**Goal:**
Set down verbatim everything from the line containing "task: segment the target" down to the final line of the items, including both of those lines.
start Material supplied
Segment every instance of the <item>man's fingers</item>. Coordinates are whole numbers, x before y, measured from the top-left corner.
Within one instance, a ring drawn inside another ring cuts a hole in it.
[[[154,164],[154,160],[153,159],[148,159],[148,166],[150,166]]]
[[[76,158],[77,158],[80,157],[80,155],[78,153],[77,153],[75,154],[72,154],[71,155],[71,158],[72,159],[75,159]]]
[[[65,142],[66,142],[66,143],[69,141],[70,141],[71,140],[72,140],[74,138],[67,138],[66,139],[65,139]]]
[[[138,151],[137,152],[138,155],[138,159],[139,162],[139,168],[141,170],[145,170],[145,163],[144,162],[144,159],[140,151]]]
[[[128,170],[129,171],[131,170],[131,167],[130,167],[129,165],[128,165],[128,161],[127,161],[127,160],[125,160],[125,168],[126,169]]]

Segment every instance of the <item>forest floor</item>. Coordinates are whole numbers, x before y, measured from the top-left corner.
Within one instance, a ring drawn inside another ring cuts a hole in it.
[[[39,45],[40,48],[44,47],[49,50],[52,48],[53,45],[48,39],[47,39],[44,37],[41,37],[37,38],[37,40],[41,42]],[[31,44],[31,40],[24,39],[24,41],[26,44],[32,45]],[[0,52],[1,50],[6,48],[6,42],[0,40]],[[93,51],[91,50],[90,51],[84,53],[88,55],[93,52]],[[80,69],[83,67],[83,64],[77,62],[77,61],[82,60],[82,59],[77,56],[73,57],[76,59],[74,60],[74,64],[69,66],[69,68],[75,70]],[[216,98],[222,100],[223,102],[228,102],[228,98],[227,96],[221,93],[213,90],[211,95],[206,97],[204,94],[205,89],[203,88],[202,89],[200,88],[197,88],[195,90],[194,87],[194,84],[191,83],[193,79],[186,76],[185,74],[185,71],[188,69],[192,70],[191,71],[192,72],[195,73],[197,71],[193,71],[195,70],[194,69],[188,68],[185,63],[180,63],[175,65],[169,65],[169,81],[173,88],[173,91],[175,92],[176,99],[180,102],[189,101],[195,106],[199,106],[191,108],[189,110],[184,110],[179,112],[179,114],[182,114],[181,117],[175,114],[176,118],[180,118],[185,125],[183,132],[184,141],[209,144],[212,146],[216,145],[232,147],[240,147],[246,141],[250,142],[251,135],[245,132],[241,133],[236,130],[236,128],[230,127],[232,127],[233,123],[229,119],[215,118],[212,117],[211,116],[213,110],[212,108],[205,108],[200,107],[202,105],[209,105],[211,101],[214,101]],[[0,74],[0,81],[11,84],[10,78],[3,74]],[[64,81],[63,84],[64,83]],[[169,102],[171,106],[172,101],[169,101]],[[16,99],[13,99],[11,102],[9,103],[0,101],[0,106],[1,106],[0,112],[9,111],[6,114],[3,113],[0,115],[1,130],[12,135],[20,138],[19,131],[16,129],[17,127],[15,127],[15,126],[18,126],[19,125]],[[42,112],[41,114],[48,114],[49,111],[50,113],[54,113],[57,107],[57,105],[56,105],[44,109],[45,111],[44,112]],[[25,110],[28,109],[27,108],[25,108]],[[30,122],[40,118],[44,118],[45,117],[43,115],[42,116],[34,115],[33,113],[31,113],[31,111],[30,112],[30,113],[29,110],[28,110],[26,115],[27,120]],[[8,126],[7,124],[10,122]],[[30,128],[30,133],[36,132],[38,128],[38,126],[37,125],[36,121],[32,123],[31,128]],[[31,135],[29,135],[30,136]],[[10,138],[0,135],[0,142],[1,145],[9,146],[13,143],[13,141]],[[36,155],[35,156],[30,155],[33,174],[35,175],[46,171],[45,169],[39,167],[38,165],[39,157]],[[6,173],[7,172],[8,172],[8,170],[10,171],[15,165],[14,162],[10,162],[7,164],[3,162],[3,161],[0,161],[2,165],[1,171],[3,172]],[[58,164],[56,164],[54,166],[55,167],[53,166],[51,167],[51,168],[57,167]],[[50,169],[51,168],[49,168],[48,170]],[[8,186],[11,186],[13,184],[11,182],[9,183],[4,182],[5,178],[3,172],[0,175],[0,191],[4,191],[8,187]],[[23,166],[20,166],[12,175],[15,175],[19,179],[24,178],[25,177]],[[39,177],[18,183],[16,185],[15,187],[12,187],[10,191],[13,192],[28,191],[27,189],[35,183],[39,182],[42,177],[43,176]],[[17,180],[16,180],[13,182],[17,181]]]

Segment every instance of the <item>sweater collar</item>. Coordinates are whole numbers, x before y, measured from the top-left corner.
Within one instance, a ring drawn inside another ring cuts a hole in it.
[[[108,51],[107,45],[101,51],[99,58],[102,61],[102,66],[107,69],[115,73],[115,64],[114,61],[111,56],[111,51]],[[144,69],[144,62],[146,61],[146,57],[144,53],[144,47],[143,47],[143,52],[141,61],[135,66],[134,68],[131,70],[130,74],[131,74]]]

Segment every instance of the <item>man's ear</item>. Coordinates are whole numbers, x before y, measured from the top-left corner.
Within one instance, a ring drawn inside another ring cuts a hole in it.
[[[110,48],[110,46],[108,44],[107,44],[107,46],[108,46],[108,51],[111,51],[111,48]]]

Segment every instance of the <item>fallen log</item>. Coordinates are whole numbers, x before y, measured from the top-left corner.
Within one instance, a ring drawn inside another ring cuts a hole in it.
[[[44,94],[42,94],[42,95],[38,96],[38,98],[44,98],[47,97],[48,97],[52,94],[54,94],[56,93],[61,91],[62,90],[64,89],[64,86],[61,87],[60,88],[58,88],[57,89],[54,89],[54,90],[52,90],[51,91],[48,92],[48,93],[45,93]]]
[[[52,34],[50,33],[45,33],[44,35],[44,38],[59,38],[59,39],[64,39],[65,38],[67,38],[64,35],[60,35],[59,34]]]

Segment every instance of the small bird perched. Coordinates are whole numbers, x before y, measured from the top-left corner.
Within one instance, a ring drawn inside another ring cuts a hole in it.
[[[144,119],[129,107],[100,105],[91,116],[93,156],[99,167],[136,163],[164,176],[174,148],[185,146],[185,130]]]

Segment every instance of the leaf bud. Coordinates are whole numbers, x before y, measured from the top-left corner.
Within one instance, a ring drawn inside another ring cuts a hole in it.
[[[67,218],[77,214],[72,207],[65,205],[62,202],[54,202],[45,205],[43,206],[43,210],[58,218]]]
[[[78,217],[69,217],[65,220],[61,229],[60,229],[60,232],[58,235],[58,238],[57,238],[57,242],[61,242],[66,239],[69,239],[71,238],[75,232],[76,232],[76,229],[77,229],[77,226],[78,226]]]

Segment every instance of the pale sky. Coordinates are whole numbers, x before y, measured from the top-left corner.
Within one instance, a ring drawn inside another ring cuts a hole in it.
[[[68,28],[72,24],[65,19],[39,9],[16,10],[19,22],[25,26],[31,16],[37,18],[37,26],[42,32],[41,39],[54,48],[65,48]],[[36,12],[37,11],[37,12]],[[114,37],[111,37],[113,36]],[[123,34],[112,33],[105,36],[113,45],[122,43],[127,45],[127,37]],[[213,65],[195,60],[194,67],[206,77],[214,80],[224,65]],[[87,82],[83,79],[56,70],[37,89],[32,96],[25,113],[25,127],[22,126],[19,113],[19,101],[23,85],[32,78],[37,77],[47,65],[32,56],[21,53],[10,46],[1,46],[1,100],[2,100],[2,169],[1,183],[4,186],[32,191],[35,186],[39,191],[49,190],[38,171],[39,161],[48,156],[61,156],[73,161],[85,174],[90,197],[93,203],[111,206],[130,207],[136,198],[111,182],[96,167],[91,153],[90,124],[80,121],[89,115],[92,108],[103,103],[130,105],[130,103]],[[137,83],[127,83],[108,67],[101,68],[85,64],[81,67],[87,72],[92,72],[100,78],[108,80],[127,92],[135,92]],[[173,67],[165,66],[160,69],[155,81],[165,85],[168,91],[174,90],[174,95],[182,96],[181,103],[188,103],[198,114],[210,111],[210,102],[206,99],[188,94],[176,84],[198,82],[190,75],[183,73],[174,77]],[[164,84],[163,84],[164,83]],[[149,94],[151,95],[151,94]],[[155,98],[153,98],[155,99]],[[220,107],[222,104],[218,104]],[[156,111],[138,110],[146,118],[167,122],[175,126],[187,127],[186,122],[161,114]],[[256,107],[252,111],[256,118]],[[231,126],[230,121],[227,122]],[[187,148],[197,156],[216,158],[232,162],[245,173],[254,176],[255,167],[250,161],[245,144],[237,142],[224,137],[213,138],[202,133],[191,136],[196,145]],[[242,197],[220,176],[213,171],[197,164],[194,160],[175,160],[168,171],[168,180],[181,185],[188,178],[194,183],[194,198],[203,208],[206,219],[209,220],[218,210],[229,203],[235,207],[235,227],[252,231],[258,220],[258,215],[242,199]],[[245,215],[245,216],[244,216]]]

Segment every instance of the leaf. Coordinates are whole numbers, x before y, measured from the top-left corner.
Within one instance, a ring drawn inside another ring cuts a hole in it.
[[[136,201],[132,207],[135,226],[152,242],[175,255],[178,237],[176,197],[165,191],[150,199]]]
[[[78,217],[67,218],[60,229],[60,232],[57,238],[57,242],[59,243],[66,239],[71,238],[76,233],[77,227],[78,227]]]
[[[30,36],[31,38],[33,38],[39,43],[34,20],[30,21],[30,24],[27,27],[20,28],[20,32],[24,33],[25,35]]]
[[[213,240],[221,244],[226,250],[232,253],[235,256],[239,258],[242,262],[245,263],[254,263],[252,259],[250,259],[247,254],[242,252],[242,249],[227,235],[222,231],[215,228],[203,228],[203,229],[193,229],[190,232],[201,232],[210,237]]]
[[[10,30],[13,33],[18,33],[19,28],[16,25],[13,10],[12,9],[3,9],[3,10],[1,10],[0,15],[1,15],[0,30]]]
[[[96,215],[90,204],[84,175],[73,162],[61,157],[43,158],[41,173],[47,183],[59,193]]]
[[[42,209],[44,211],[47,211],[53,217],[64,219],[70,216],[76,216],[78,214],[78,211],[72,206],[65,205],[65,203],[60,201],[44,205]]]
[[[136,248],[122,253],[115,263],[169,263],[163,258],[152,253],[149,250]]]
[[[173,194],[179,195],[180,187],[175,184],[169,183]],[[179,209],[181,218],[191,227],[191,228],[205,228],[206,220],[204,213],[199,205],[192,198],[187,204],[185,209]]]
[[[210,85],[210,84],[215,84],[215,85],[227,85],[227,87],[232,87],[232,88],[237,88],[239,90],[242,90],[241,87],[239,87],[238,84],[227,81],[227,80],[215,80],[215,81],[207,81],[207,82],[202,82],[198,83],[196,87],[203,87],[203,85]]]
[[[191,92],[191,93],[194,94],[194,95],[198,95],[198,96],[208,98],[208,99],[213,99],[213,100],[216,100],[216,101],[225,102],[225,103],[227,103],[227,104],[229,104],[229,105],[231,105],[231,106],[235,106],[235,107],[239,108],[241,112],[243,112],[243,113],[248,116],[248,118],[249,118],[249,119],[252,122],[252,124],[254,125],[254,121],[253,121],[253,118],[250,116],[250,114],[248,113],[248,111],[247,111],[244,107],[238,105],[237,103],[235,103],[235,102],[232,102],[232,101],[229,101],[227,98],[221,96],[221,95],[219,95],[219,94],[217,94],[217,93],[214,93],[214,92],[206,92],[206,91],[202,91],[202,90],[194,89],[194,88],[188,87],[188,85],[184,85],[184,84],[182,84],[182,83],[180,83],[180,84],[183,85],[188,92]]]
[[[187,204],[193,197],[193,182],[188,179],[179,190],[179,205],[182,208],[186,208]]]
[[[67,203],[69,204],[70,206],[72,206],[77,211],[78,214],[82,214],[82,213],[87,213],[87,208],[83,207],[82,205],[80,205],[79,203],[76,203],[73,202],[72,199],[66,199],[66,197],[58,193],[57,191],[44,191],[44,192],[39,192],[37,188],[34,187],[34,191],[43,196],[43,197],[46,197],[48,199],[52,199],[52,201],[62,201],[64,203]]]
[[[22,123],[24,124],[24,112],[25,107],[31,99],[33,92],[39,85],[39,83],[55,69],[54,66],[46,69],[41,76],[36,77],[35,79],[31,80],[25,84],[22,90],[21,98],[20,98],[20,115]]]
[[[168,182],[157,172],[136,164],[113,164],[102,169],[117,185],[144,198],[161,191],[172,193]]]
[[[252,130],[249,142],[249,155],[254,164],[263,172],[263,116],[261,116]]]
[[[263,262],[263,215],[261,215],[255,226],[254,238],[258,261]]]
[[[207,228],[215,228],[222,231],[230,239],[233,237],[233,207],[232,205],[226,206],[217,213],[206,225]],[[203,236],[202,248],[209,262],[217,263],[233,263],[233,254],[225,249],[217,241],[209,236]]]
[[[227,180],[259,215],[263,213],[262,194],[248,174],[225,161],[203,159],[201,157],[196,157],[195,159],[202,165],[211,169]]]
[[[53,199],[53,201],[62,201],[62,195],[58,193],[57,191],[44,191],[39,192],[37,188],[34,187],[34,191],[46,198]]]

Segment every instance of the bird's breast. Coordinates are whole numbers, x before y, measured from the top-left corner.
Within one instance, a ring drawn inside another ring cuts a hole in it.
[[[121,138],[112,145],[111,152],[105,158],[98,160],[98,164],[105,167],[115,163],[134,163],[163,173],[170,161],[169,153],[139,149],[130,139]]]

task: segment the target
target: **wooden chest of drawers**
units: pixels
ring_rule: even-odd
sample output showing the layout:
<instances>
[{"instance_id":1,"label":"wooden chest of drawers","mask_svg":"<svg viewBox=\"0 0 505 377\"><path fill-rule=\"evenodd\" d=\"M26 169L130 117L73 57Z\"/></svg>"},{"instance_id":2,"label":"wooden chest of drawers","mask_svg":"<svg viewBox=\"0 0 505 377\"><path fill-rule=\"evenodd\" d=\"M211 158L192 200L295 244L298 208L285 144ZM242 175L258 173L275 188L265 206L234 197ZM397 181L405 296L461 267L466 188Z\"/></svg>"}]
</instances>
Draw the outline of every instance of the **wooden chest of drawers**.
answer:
end Material supplied
**Result:**
task: segment the target
target: **wooden chest of drawers**
units: pixels
ring_rule: even-odd
sample output showing the layout:
<instances>
[{"instance_id":1,"label":"wooden chest of drawers","mask_svg":"<svg viewBox=\"0 0 505 377\"><path fill-rule=\"evenodd\" d=\"M26 169L130 117L73 57Z\"/></svg>"},{"instance_id":2,"label":"wooden chest of drawers","mask_svg":"<svg viewBox=\"0 0 505 377\"><path fill-rule=\"evenodd\" d=\"M211 158L192 200L295 244L298 208L285 144ZM242 175L258 173L275 188L265 206L234 197ZM397 181L405 296L461 267L466 188Z\"/></svg>"}]
</instances>
Draw the outline of every instance of the **wooden chest of drawers**.
answer:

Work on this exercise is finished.